Please reproduce exactly the line that carries "the white road" and all remaining lines through the last line of the data, and write nothing else.

[Items from a dataset]
-- Opening Marker --

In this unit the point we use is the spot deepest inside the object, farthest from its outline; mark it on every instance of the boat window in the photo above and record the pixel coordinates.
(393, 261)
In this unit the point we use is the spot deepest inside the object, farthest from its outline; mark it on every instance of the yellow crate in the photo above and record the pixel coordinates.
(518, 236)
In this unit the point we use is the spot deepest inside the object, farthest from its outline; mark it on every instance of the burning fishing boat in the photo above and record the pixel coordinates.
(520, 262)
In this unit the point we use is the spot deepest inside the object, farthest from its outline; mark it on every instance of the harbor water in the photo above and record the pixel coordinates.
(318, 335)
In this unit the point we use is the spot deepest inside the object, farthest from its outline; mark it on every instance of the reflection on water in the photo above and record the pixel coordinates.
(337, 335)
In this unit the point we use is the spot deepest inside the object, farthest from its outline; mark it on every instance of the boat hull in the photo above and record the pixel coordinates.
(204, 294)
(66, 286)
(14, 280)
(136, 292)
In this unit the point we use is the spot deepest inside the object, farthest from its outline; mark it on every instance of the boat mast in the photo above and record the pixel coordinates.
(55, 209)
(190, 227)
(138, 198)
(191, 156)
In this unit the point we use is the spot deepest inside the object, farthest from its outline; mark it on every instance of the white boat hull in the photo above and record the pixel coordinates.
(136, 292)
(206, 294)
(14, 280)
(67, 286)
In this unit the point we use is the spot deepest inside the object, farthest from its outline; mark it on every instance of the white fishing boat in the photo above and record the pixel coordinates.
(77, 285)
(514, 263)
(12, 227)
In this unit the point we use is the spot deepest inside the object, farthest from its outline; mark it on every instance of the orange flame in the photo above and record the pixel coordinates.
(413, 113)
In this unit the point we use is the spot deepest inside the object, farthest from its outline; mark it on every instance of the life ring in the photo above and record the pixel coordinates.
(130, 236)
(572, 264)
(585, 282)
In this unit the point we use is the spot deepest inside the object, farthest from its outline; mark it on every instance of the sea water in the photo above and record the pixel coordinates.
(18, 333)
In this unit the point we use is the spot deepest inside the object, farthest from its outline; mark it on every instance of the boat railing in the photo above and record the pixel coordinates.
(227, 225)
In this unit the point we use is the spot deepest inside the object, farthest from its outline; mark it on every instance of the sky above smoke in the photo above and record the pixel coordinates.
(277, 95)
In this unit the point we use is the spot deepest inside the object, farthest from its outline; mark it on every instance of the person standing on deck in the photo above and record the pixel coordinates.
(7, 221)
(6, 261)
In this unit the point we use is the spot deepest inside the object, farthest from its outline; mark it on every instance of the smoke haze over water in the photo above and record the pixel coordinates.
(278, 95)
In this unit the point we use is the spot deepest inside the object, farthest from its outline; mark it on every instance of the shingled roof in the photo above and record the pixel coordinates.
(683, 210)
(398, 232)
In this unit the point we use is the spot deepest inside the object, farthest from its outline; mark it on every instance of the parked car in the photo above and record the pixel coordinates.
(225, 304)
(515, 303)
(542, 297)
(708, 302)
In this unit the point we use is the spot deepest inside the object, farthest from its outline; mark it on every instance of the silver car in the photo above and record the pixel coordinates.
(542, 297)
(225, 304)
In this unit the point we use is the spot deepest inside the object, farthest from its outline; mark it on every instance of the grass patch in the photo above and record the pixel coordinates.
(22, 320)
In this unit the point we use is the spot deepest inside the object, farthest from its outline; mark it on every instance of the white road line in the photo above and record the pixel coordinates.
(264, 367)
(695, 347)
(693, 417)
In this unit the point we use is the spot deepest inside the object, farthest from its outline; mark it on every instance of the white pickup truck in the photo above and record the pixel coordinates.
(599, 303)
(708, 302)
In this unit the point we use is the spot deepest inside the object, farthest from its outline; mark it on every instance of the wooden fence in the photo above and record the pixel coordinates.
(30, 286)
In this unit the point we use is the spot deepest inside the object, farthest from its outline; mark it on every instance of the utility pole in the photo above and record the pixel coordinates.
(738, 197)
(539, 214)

-- Closing Marker --

• [Answer for this exercise]
In this unit the point we use is the spot deepest inside the object, farthest from its outline; mark it on every instance of the white road line in the photo above and record the pixel coordinates.
(264, 367)
(695, 347)
(693, 417)
In this unit the point we use is the spot deepest inside the object, farthest from its outline; mark it on every instance of the white pickup truck in the photo above and record the pixel coordinates.
(599, 303)
(708, 302)
In this unit the point we use is the spot deepest inside the object, farthest from its outline; mark it on every instance of the wooden fence in the photo above and record the pixel coordinates.
(30, 286)
In this unit the point we use is the spot deepest inside the object, farthest from its outline; mark it on every instance of the utility pole in the photo above and record the pixel coordinates.
(738, 197)
(539, 214)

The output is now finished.